And the saga continues
When it ends nobody knows

😂 😅 😂 😀 🤣 😆

HMCS(FMF) ret

Maybe LANCE WHIPPLE will get to meet the boys at the BTJT Deli soon?

MSG Eric

You’ve got to be a special kind of pussy to run away from Air Force basic training.

Berliner

The AWOL was probably from PTSD due to being denied use of his favorite “Hello Kitty” pillow.

1610desig

Upon discharge, he was handed a “Goodbye Pussy” pillow

A Proud Infidel®™

What did he do, wuss out and run away when he found out they don’t do group hugs in AF Basic?

Mason

He should have stuck around. Day 36 is when the group hugs start. It’s what we do while the maid service is making up the dorm. Then it’s to the bowling alley for 10 frames of PT. While there, we’d hit the arcade for a round of Time Crisis, which of course counts as the triennial rifle qualification.

RCAF-CHAIRBORNE

You can get an Honourable Discharge for 35 days plus an unauthourised holiday????

Suppose its more taxpayer friendly to punt him than charge and punish him for AWOL

NHSparky

I can’t even see that.

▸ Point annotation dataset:

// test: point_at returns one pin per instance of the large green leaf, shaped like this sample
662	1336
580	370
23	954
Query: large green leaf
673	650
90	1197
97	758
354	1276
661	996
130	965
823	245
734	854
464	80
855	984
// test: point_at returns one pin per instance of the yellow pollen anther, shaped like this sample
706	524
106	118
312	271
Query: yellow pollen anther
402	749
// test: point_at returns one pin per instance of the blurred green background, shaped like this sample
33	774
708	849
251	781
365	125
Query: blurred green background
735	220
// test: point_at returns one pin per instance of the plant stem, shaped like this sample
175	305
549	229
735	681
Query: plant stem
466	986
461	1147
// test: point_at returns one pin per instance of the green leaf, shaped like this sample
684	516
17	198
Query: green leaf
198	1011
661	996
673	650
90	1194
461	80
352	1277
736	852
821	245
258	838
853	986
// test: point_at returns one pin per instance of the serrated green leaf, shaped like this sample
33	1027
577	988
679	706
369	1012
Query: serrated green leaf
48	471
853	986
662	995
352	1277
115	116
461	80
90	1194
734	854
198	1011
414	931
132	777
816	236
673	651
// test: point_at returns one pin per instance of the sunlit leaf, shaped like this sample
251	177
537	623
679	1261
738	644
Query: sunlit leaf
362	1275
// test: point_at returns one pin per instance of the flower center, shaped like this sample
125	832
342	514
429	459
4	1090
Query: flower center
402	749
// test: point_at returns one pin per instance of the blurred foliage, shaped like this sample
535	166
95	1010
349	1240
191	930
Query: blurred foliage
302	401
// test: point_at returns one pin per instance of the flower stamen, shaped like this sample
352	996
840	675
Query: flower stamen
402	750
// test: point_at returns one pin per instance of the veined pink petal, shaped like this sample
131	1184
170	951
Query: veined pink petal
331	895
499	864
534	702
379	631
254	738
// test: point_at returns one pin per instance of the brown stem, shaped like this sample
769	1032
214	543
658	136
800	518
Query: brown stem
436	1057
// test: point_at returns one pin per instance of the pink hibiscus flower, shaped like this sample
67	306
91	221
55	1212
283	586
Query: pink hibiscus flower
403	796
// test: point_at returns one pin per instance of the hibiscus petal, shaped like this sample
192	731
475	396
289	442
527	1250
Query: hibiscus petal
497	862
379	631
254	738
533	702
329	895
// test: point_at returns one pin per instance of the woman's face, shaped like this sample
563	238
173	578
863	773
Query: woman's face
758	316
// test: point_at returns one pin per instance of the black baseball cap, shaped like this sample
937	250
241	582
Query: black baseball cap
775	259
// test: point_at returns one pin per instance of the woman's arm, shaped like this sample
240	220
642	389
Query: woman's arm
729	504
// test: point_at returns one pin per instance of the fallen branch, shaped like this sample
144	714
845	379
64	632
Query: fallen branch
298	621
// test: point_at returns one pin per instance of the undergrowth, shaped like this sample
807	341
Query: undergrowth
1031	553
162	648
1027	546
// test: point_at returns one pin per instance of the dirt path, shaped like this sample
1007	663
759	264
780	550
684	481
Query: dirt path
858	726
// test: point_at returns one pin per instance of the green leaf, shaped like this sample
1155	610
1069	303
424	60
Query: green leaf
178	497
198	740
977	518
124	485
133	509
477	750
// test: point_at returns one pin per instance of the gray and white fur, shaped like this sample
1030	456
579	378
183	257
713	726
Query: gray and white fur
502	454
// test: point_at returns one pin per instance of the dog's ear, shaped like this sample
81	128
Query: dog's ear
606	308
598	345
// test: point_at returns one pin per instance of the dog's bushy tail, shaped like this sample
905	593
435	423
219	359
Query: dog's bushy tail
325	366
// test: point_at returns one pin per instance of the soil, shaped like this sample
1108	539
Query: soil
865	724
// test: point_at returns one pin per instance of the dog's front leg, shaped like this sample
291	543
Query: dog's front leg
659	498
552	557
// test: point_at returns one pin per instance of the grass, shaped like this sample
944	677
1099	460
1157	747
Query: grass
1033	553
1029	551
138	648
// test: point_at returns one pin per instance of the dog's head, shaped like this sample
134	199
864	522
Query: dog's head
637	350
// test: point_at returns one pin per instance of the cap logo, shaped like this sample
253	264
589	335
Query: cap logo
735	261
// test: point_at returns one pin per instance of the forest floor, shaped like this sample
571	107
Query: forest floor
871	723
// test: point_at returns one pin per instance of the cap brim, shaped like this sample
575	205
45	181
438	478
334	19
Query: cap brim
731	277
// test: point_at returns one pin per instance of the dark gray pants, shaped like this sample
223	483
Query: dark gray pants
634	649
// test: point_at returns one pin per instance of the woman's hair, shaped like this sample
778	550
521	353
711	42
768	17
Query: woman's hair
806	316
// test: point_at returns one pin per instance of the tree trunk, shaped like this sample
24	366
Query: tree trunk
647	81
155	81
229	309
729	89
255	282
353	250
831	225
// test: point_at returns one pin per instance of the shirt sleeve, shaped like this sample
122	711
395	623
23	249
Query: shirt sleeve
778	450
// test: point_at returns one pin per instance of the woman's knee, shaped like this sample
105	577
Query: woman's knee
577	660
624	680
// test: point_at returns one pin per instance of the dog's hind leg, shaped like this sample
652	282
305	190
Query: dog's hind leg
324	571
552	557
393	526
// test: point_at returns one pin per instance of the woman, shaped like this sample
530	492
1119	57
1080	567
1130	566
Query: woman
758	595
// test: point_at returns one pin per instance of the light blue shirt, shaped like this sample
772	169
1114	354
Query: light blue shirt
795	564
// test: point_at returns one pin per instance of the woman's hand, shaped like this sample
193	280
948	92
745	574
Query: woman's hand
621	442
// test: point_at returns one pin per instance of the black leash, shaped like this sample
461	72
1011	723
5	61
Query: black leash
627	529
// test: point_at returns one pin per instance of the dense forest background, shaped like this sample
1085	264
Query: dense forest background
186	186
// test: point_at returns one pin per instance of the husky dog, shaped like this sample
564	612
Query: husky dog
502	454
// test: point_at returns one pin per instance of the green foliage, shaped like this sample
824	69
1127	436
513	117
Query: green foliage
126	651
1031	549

▸ Your goal: Write the next part of the comment thread about the recruit who left Air Force basic training, picking up after its last comment. This data has nothing to do with the comment thread.

▸ Task result:
Entry Level Separation, MAYBE.

AZtoVA

My FIL had the same from the Coast Guard. He enlisted at 17yrs 3mos, went AWOL right after basic. CG decided it was a waste of his time and theirs to try to rehabilitate with NJP and just pushed him out with a Honorable. However, unlike this turd, he later served an (honorable) 18 month enlistment in the Army, then went to Korea as an 0341 AT Gunner in the USMC, landed at Inchon and was wounded twice between Seoul and the Chosen.

MCPO NYC USN Ret.

Is a Parmedic Badge like a Scuberdiver Badge?

If so, the guy is LEGIT!

Combat Historian

Well below the gunga dan line, and fled from AIR FORCE BASIC TRAINING…mr. whipple is a wimp…

OldManchu

He looks like a wack-a-mole in that mugshot.

Ex-PH2

That’s NOT the Mr. Whipple I knew!

This clueless tree stump is a disgrace to the name Whipple. How about Whimper instead?

charles w

Please don’t squeeze the Charmin.

1610desig

The whipster seemed to be perving a bit in those commercials

charles w

Mega roll baby!!!!

Ex-PH2

I want you guys to remember that the REAL Mr. Whipple (Dick Wilson) graduated from the Ontario College of Art & Design and then became a comic dancer in vaudeville. He enlisted in the Royal Canadian Air Force and served as a pilot in World War II. After the war he moved to the United States and became an American citizen in 1954.

WWII Vet, real pilot, the REAL deal, something this clanking twit can’t remotely claim.

David

The REAL fictional Mr. Whipple served honorably in the Canadian Air Force WWII.

GDContractor

Whipple wife is going to be so angry. So angry. You’ve really done it now!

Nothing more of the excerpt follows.